Selected extract>
## start

## Step 1. Understanding Builder class

In [19]:
import datasets

In [20]:
dl_manager = datasets.DownloadManager()

Example: rotten_tomatoes reviews

In [21]:
_DOWNLOAD_URL = "https://storage.googleapis.com/seldon-datasets/sentence_polarity_v1/rt-polaritydata.tar.gz"

In [23]:
archive = dl_manager.download(_DOWNLOAD_URL)

The downloaded file is stored in the hidden `.cache` directory. You can look up the exact location of the file as below.

In [27]:
archive

'/Users/gradcheckout/.cache/huggingface/datasets/downloads/8d5816082536d6d235d1e6d1e53cc9173be5de48a03ec38b43e51789052a6c34.6d7967df3967b0b06b2972453d333c6ff314dde9b2683be1cafcd0d4f86066aa'

When you manually download the file and unzip the file, you may see the structure of how the datafiles are organized. 

![image.png](attachment:image.png)

![image.png](attachment:image.png)

Within the parent folder, the first file you see is `rt-polaritydata.README.1.0.txt`, and there also is a folder named `rt-polaritydata`. Within the `rt-polaritydata` folder, you may see two files `rt-polarity.neg` and `rt-polarity.pos`. All we need are the files, and using `dl_manager.iter_archive(archive)` we have a generator that iterate over the files available within the tar file.

## end

Requirement 1>
Read statements (a), (b), and (c) below and say whether each agrees with the rotten_tomatoes download walkthrough. Answer yes or no for each, and quote the words of the walkthrough that decide it.

(a) The downloaded file is kept in a hidden `.cache` directory.
(b) The `rt-polaritydata` folder contains the README file.
(c) Calling `dl_manager.iter_archive(archive)` produces a generator over the files in the tar file.
Requirement 2> Continue the rotten_tomatoes download walkthrough from its final sentence, keeping the same notebook style.

Records shown>

## start

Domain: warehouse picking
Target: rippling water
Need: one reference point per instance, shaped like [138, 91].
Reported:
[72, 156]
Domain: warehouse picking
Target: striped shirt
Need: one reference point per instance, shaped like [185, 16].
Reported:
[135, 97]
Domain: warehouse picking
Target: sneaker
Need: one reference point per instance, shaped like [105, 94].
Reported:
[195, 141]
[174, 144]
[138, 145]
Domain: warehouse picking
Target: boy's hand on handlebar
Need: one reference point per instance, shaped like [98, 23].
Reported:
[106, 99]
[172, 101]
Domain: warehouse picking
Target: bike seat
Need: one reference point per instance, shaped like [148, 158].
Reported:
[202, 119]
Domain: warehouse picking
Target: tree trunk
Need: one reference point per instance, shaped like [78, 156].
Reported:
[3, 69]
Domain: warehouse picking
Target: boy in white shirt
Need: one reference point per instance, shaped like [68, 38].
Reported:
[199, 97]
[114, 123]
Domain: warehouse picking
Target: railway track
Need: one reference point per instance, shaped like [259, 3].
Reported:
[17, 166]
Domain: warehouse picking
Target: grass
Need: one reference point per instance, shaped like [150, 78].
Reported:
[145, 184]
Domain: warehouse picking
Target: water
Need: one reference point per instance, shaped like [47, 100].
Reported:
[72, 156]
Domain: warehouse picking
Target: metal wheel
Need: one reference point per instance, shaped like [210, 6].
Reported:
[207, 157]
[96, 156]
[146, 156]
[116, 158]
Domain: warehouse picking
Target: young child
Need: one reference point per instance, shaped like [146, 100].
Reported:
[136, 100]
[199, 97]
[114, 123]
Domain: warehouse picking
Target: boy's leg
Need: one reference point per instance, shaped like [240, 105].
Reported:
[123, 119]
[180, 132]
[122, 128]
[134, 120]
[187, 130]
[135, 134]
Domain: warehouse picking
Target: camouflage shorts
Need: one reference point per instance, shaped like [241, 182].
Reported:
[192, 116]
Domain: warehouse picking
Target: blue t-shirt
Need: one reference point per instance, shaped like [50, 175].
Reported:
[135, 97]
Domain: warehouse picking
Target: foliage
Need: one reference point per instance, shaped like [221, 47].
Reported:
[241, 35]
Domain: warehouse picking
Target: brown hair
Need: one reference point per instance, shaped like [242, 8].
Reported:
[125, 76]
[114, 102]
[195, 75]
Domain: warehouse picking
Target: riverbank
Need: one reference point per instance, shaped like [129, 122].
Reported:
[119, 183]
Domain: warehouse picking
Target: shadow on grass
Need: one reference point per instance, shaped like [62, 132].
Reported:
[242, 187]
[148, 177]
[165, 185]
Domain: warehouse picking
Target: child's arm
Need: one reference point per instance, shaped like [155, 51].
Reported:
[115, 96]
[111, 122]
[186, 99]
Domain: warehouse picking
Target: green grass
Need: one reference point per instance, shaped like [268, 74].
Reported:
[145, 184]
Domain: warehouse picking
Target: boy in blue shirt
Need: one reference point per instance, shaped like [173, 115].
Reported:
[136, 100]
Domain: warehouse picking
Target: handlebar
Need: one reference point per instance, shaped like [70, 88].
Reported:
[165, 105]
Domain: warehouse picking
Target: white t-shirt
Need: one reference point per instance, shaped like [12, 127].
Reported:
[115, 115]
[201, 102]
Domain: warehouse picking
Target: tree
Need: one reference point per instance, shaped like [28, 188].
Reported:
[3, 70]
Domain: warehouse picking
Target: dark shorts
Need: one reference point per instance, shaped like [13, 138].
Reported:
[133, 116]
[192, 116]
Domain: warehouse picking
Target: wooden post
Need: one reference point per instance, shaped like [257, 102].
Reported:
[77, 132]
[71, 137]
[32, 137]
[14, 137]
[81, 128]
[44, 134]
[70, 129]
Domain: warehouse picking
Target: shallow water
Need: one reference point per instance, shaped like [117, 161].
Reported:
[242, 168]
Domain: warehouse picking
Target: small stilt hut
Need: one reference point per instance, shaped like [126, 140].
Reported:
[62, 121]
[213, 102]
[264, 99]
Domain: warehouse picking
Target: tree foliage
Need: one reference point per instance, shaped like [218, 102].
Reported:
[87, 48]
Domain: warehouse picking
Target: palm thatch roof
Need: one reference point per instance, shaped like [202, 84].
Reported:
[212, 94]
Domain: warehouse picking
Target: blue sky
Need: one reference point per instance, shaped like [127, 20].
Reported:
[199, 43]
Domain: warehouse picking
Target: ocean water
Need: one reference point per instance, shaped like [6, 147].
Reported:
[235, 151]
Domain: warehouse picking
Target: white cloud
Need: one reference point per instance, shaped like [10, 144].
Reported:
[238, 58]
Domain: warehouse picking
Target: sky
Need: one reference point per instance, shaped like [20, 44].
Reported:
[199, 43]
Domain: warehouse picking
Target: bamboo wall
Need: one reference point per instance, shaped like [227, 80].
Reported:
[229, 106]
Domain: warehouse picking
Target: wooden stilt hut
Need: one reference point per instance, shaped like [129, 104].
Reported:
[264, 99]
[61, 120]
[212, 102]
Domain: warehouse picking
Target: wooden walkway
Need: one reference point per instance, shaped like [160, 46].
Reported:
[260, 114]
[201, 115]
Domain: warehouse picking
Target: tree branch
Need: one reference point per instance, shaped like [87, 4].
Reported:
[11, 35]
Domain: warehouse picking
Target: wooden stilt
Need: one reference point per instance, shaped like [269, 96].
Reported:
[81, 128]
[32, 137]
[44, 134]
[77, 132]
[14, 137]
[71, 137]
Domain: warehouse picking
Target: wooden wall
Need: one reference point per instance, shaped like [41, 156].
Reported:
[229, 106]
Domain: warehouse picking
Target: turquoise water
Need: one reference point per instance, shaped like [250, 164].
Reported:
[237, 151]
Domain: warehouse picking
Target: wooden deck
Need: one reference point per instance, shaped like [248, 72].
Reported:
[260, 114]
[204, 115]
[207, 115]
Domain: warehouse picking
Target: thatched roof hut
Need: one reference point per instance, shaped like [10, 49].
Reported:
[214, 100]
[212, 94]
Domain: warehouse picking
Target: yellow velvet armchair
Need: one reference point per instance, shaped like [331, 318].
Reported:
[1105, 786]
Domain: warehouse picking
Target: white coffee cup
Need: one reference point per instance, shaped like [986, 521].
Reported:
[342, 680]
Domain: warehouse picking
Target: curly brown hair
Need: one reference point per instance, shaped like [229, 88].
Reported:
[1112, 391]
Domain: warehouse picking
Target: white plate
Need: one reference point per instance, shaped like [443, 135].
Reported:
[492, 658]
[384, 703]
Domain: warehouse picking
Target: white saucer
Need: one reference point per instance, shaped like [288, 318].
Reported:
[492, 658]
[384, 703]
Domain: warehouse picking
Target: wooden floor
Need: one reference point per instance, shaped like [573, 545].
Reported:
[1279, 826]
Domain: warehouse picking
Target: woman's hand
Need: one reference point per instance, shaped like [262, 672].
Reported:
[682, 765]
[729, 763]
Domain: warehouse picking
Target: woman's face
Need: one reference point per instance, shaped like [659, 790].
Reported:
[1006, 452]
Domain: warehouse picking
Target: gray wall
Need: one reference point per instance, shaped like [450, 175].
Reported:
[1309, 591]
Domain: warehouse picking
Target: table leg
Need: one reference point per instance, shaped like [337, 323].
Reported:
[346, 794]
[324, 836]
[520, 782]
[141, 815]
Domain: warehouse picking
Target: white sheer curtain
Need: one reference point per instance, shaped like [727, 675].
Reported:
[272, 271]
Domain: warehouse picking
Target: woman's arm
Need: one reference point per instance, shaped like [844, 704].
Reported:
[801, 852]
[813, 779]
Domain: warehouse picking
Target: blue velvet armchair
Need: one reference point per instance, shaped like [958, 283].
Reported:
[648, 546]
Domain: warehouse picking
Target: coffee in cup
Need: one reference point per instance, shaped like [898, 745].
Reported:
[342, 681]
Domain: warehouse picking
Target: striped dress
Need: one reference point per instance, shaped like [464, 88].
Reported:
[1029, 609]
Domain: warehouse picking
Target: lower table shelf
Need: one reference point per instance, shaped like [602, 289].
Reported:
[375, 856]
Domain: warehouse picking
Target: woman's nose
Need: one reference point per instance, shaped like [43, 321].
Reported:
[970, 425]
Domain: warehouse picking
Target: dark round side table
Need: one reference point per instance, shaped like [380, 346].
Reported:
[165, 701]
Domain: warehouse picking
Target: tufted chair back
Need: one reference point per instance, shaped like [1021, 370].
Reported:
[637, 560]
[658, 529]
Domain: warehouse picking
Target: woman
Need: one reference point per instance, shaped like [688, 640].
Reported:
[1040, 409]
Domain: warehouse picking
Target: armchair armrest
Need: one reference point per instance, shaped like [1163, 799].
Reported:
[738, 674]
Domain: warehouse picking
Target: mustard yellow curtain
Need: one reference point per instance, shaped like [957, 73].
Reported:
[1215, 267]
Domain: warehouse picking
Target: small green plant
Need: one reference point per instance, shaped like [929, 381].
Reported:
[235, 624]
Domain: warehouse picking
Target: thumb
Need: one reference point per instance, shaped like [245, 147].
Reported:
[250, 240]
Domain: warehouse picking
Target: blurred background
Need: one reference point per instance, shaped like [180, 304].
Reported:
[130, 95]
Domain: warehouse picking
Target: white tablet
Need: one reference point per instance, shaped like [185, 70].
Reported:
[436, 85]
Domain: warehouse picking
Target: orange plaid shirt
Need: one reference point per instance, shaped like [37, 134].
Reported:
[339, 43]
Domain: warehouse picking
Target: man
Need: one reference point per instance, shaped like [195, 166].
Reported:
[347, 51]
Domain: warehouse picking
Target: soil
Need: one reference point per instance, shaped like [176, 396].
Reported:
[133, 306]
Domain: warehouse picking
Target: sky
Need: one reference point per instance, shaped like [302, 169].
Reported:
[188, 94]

## end

Task output 1>
(a) Yes: "The downloaded file is stored in the hidden `.cache` directory."
(b) No: "Within the parent folder, the first file you see is `rt-polaritydata.README.1.0.txt`"
(c) Yes: "using `dl_manager.iter_archive(archive)` we have a generator that iterate over the files available within the tar file"

Task output 2>
In [26]:
for path, f in dl_manager.iter_archive(archive):
    print(path, f)

rt-polaritydata.README.1.0.txt <ExFileObject name=''>
rt-polaritydata/rt-polarity.neg <ExFileObject name=''>
rt-polaritydata/rt-polarity.pos <ExFileObject name=''>


## Step 2. Write up *`_split_generator`* function

The function `_split_generator` returns a list of `datasets.SplitGenerator` objects, which requires the following parameters: <br>

![image.png](attachment:image.png)

Make usre that keys in `gen_kwargs` are included in the `_generate_examples` method function that will be introduced in the later section.

In [31]:
def _split_generators(dl_manager):
    """Downloads Rotten Tomatoes sentences."""
    archive = dl_manager.download(_DOWNLOAD_URL)
    return [
        datasets.SplitGenerator(
            name=datasets.Split.TRAIN,
            gen_kwargs={"split_key": "train", "files": dl_manager.iter_archive(archive)},
        ),
        datasets.SplitGenerator(
            name=datasets.Split.VALIDATION,
            gen_kwargs={"split_key": "validation", "files": dl_manager.iter_archive(archive)},
        ),
        datasets.SplitGenerator(
            name=datasets.Split.TEST,
            gen_kwargs={"split_key": "test", "files": dl_manager.iter_archive(archive)},
        ),
    ]


In [32]:
_split_generators(dl_manager)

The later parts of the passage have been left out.